Trecho de origem.
****************
A ausência de meios de comunicação em várias localidades indicou que seria possível estabelecer as seguintes conexões com o ensino de jornalismo: (1) Há no Brasil áreas que podem ser consideradas “desertos” de formação superior?; (2) Existem cursos de jornalismo em locais “desertos” ou “quase desertos” de notícias? A partir dessas questões, analisamos o processo histórico-geográfico de expansão dos cursos para chegar a um mapa possível de evolução do ensino de jornalismo. À abordagem geográfica foi agregada a abordagem educacional, com dados sobre os cursos e as políticas públicas para o ensino superior.

A regionalização e os conceitos de cidade elaborados pelo Instituto Brasileiro de Geografia e Estatística (IBGE) estão na base deste artigo: os cursos foram identificados por regiões de influência das cidades 3 e regiões de articulação urbana 4 , de acordo com a distribuição territorial das universidades. O deslocamento dos estudantes é outro elemento-chave, pois alunos com maior pontuação no Exame Nacional do Ensino Médio (Enem) podem se matricular pelo Sistema Unificado de Seleção (Sisu) em instituições de estados diferentes da sua origem; e a seleção inclui políticas de interiorização e de expansão dos cursos superiores em instituições privadas, o financiamento estudantil (Fies) e o programa de bolsas Prouni. Na pesquisa de campo, o acesso aos dados da plataforma digital e-MEC, do Ministério da Educação 5 , mostrou inconsistências nos subsídios institucionais e exigiram dupla checagem nos websites das universidades para confirmar informações oficiais.
****************
Dados do conjunto:

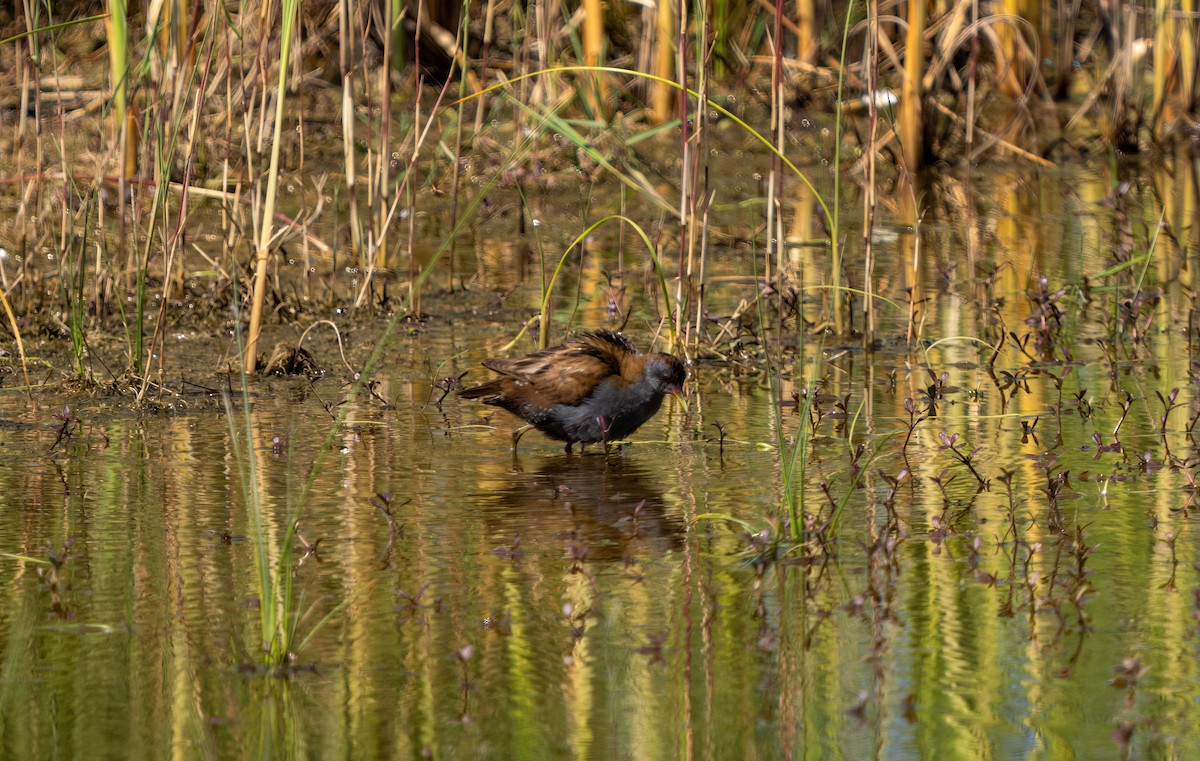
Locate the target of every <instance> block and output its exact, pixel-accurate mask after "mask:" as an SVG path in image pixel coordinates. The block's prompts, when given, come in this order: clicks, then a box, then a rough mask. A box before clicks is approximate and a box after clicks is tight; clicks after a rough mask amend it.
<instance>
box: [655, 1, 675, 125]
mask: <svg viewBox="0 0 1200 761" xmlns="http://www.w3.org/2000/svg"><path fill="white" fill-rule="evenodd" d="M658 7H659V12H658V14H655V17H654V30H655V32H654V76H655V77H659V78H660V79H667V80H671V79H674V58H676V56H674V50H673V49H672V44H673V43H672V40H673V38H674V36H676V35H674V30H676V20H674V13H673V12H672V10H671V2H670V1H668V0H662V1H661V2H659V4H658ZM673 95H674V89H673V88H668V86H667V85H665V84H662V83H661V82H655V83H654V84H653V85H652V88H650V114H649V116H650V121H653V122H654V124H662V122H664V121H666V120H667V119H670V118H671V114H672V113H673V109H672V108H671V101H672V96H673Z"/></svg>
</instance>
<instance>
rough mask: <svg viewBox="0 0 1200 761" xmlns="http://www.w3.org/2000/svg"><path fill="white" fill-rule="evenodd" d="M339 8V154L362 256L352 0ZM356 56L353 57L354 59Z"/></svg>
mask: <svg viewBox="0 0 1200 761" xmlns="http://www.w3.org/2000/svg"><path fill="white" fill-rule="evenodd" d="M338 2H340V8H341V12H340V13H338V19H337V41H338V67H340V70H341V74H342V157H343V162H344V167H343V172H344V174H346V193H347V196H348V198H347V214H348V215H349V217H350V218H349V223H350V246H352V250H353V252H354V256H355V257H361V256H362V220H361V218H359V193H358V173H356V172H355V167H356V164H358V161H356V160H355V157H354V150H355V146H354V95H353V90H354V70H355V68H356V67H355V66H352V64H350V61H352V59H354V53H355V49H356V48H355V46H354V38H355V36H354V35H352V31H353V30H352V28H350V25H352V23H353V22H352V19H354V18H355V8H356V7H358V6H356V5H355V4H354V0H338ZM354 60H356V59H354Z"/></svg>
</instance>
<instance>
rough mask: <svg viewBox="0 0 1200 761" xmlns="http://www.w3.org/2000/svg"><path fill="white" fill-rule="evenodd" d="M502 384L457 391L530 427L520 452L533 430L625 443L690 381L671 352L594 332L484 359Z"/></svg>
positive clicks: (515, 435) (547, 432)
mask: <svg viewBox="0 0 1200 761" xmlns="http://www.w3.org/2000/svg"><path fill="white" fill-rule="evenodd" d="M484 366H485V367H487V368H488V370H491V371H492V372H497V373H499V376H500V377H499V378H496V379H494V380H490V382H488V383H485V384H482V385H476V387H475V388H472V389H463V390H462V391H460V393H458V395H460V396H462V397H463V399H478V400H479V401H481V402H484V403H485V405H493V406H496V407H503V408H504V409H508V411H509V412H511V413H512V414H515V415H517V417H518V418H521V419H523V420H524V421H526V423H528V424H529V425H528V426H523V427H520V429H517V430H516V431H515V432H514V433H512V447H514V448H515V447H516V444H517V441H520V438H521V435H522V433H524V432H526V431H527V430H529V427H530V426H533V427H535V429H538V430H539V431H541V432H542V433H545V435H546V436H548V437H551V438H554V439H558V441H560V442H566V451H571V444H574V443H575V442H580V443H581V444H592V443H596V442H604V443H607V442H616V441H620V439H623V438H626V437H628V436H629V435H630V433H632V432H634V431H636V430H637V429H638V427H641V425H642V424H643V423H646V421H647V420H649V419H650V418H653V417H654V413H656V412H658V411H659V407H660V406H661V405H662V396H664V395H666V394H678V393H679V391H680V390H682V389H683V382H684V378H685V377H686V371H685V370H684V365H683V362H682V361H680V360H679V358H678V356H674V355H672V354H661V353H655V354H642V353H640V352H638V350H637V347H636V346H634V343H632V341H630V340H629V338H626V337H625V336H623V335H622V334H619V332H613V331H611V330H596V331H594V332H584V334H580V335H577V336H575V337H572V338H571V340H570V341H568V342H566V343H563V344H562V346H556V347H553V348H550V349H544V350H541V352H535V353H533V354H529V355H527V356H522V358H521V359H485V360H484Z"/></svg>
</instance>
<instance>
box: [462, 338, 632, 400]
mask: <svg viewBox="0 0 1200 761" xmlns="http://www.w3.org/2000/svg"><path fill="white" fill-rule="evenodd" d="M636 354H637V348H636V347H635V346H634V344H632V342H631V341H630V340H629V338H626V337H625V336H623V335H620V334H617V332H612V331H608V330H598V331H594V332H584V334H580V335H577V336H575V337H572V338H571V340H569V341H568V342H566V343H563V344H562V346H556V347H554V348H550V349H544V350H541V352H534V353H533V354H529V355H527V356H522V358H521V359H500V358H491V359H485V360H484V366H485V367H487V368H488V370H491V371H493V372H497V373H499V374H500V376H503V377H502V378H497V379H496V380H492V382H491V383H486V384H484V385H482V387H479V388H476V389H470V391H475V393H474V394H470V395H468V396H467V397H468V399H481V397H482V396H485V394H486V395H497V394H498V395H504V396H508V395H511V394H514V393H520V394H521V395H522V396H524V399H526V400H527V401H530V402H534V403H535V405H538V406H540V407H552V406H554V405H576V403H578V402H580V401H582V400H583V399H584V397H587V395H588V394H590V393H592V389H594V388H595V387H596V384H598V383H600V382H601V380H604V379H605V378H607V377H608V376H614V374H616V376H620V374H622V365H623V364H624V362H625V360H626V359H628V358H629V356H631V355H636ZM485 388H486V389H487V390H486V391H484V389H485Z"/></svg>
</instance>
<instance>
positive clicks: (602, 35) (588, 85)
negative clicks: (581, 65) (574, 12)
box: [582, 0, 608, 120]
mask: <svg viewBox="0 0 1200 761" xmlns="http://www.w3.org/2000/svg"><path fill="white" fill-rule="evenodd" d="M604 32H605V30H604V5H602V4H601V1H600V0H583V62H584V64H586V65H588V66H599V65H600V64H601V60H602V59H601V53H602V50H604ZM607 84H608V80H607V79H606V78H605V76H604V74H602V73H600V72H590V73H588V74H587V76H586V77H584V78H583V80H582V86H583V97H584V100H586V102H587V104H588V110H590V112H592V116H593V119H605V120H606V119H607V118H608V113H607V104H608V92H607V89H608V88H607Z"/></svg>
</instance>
****************
Suas tarefas.
**a)** Você pode citar literalmente o trecho sobre o ensino de jornalismo, começando nas palavras "A ausência de" e parando depois de "o ensino superior."?
**b)** Quais siglas aparecem entre parênteses no trecho sobre o ensino de jornalismo, e o que cada uma designa segundo ele?
Os dados não têm nenhum papel aqui.

Respostas em ordem.
**a)**
A ausência de meios de comunicação em várias localidades indicou que seria possível estabelecer as seguintes conexões com o ensino de jornalismo: (1) Há no Brasil áreas que podem ser consideradas “desertos” de formação superior?; (2) Existem cursos de jornalismo em locais “desertos” ou “quase desertos” de notícias? A partir dessas questões, analisamos o processo histórico-geográfico de expansão dos cursos para chegar a um mapa possível de evolução do ensino de jornalismo. À abordagem geográfica foi agregada a abordagem educacional, com dados sobre os cursos e as políticas públicas para o ensino superior.

**b)**
- IBGE: Instituto Brasileiro de Geografia e Estatística
- Enem: Exame Nacional do Ensino Médio
- Sisu: Sistema Unificado de Seleção
- Fies: financiamento estudantil